[start Records for this exercise]

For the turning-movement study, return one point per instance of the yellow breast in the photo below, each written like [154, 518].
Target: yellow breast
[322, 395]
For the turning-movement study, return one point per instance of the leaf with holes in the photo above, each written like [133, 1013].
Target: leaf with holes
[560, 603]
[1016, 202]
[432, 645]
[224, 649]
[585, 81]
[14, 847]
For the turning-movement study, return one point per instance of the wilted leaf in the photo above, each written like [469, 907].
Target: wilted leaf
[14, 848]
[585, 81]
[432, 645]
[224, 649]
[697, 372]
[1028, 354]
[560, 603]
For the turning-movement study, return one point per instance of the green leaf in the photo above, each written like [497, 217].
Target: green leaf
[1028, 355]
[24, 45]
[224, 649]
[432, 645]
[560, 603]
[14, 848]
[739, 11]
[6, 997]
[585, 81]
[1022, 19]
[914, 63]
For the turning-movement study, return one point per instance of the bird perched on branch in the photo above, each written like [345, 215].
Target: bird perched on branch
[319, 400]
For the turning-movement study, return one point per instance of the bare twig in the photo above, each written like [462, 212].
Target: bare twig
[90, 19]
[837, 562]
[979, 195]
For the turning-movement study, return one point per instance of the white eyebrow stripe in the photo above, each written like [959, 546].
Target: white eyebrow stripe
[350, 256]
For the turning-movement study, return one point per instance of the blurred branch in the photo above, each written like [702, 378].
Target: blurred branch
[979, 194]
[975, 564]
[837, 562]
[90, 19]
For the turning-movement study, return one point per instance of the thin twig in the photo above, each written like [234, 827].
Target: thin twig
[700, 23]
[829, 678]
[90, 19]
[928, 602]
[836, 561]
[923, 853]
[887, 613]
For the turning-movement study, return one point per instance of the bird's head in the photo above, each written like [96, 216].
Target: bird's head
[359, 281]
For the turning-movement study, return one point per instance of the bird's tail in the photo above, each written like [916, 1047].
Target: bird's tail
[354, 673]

[end Records for this exercise]

- What you should do -
Can you turn all of the data above into a numbered list, leaving out any blank lines?

- Answer to this problem -
1. For the turning-movement study, return one point per instance of the yellow breast in the photo below, each written like [154, 518].
2. Target: yellow breast
3. [322, 395]
4. For the turning-movement study, return one point per instance of the leaf with holes in the photo above, each written like [133, 1013].
5. Target: leaf with holes
6. [560, 603]
7. [1016, 202]
8. [432, 645]
9. [224, 649]
10. [585, 81]
11. [14, 847]
12. For the turning-movement study, return one point per instance of the wilted leaf in the photo above, each written like [469, 907].
13. Target: wilted leaf
14. [14, 848]
15. [585, 81]
16. [432, 645]
17. [224, 649]
18. [697, 372]
19. [1028, 354]
20. [560, 603]
21. For the turning-movement study, return one point per instance of the green leaf in the photo above, each written like [497, 217].
22. Target: green leaf
23. [1028, 355]
24. [24, 45]
25. [224, 649]
26. [432, 645]
27. [560, 603]
28. [14, 848]
29. [739, 11]
30. [6, 997]
31. [585, 81]
32. [1022, 19]
33. [914, 63]
34. For the turning-movement study, return one point per instance of the bird perched on branch in the photo above, each written like [345, 215].
35. Target: bird perched on branch
36. [319, 400]
37. For the turning-movement study, return one point per instance of the bare twig in the photo above, each written like [462, 212].
38. Target: bare twig
39. [90, 19]
40. [837, 562]
41. [979, 195]
42. For the turning-movement study, return one point per instance of the white eyebrow stripe in the photo above, each written like [959, 546].
43. Target: white eyebrow stripe
44. [350, 256]
45. For the turning-movement study, return one point per instance of the blurred branch in the photo above, each written like [702, 378].
46. Target: blurred branch
47. [979, 194]
48. [975, 564]
49. [837, 562]
50. [90, 19]
51. For the turning-movement study, return one point per instance of the thin twig in the photo above, each written like [234, 827].
52. Target: thin twig
53. [700, 23]
54. [829, 678]
55. [90, 19]
56. [928, 602]
57. [836, 561]
58. [923, 853]
59. [887, 613]
60. For the turning-movement study, return one point per instance of the bird's head in the photo above, each written like [96, 216].
61. Target: bird's head
62. [359, 281]
63. For the turning-movement study, return one point per instance of the bird's tail in the photo above, each written like [916, 1047].
64. Target: bird's tail
65. [354, 673]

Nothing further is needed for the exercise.